**Tarefas e exercícios**.
- 1) Reproduza, do texto sobre a proteção de crianças no ambiente digital, tudo desde "A legislação brasileira" até "de adultização infantil.".
- 2) No texto sobre a proteção de crianças no ambiente digital, quais obrigações o PL 2.628/22 impõe às plataformas digitais?
- 3) Dê seguimento ao texto sobre a proteção de crianças no ambiente digital, começando logo após a última frase apresentada.

**Texto de leitura**.

==*==

A legislação brasileira tem dado passos importantes para proteger crianças e adolescentes dos riscos no ambiente digital. Um exemplo recente é o PL 2.628/22, conhecido como “ECA Digital”, que foi aprovado pela Câmara dos Deputados em 20/8/25. A proposta obriga plataformas digitais a adotarem mecanismos de design preventivo, oferecer controles parentais, canais de denúncia e impor limites à coleta de dados de usuários menores de 18 anos. Outro avanço é a lei 15.100/25, que entrou em vigor em 13/1/25, restringindo o uso de celulares nas escolas, uma medida que visa reduzir impactos negativos como distratividade e até formas sutis de adultização infantil.

==*==

**Lista de entradas**.
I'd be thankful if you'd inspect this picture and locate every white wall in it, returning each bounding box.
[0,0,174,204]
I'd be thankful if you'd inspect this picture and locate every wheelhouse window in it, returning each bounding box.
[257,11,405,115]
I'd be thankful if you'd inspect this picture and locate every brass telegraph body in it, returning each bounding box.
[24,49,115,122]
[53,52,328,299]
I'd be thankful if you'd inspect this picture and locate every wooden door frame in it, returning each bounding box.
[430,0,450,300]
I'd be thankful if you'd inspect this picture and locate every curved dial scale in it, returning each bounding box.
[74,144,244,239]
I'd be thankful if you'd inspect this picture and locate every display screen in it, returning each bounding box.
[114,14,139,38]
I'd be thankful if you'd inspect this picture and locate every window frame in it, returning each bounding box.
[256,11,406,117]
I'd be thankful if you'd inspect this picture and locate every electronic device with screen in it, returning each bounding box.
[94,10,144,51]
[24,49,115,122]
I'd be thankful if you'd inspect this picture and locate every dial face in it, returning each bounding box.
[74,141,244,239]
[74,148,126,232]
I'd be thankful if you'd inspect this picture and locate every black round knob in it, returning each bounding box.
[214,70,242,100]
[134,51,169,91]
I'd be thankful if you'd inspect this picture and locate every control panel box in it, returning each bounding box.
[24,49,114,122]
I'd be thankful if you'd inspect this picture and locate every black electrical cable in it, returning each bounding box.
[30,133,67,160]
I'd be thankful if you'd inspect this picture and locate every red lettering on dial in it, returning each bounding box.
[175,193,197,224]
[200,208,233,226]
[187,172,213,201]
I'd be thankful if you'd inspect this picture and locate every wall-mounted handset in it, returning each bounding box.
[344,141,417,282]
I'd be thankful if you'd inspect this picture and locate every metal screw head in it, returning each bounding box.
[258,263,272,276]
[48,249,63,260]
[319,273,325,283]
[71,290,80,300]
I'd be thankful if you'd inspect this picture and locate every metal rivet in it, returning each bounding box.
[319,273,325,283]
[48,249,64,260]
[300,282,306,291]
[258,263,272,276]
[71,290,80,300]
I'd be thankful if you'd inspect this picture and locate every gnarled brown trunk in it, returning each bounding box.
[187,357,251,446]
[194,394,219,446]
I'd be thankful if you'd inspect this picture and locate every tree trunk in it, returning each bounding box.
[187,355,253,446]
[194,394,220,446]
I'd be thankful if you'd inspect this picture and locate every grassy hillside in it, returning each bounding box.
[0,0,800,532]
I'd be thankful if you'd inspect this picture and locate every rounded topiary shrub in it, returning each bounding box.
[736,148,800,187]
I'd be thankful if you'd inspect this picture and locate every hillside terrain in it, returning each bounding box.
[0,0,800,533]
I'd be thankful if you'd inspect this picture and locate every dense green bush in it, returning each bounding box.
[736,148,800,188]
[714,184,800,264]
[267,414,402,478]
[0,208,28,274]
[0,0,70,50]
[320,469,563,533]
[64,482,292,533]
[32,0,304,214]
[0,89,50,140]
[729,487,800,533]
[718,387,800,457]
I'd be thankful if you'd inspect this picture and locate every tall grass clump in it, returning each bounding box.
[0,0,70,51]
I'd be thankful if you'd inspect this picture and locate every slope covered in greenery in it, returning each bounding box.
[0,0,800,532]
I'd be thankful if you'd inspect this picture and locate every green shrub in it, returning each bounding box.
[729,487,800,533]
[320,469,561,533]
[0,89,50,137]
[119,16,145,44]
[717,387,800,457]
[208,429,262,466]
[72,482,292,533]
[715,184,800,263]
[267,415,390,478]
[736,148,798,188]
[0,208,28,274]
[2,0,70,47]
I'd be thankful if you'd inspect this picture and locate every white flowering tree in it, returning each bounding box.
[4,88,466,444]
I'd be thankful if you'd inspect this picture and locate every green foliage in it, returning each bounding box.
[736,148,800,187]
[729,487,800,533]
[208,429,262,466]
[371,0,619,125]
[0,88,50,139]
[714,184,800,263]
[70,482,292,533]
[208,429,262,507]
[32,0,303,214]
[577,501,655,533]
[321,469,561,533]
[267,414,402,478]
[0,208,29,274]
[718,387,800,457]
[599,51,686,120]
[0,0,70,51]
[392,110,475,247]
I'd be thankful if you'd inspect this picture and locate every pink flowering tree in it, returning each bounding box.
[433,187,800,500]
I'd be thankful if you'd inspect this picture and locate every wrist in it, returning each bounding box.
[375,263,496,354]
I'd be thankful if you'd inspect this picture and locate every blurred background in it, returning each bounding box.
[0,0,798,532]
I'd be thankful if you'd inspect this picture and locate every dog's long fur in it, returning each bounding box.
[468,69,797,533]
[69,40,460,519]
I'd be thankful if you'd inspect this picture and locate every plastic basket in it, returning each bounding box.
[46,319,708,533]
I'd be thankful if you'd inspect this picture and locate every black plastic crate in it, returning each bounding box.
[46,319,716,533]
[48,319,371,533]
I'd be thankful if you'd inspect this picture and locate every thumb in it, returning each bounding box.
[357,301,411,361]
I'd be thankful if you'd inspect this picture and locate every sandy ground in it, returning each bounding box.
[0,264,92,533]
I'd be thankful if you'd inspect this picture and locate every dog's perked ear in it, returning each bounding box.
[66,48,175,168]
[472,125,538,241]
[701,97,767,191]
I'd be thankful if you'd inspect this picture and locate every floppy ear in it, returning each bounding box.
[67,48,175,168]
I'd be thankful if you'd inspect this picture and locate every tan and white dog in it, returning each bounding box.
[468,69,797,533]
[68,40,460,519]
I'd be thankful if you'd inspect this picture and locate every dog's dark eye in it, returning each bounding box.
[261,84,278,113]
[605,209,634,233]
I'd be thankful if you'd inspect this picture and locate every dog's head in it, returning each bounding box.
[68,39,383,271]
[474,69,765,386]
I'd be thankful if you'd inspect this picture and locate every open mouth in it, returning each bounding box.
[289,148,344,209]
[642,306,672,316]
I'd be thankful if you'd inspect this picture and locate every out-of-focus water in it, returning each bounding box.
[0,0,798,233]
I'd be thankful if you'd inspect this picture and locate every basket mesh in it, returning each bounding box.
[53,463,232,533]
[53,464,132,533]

==*==

**Respostas dos exercícios**.
- 1)
A legislação brasileira tem dado passos importantes para proteger crianças e adolescentes dos riscos no ambiente digital. Um exemplo recente é o PL 2.628/22, conhecido como “ECA Digital”, que foi aprovado pela Câmara dos Deputados em 20/8/25. A proposta obriga plataformas digitais a adotarem mecanismos de design preventivo, oferecer controles parentais, canais de denúncia e impor limites à coleta de dados de usuários menores de 18 anos. Outro avanço é a lei 15.100/25, que entrou em vigor em 13/1/25, restringindo o uso de celulares nas escolas, uma medida que visa reduzir impactos negativos como distratividade e até formas sutis de adultização infantil.

- 2)
- Adotar mecanismos de design preventivo
- Oferecer controles parentais
- Oferecer canais de denúncia
- Impor limites à coleta de dados de usuários menores de 18 anos

- 3)
Ademais, a lei 13.709/18, conhecida como LGPD - Lei Geral de Proteção de Dados Pessoais, vigente desde 2020, estabeleceu diretrizes claras para o tratamento de dados pessoais no Brasil, abrangendo inclusive informações de crianças e adolescentes. Essa legislação reforça pilares como a privacidade, a transparência e o controle dos titulares sobre seus dados sensíveis. Complementarmente, o marco civil da internet (lei 12.965/14) constitui outro referencial normativo essencial, ao assegurar direitos fundamentais no ambiente digital, como a neutralidade da rede, a liberdade de expressão e a proteção da privacidade dos usuários.
Ainda assim, leis e normas têm alcance limitado se não forem acompanhadas pelo desenvolvimento da educação digital crítica. Sem essa base, crianças podem permanecer expostas a conteúdos nocivos, sexualização precoce e exploração, mesmo que legalmente protegidas. A adultização infantil ocorre quando menores são levados a adotar responsabilidades e comportamentos adultos antes da maturidade adequada, comprometendo seu desenvolvimento biopsicossocial. A mera regulamentação não impede que conteúdos impróprios circulem; é preciso que sejam reconhecidos, questionados e repelidos com consciência.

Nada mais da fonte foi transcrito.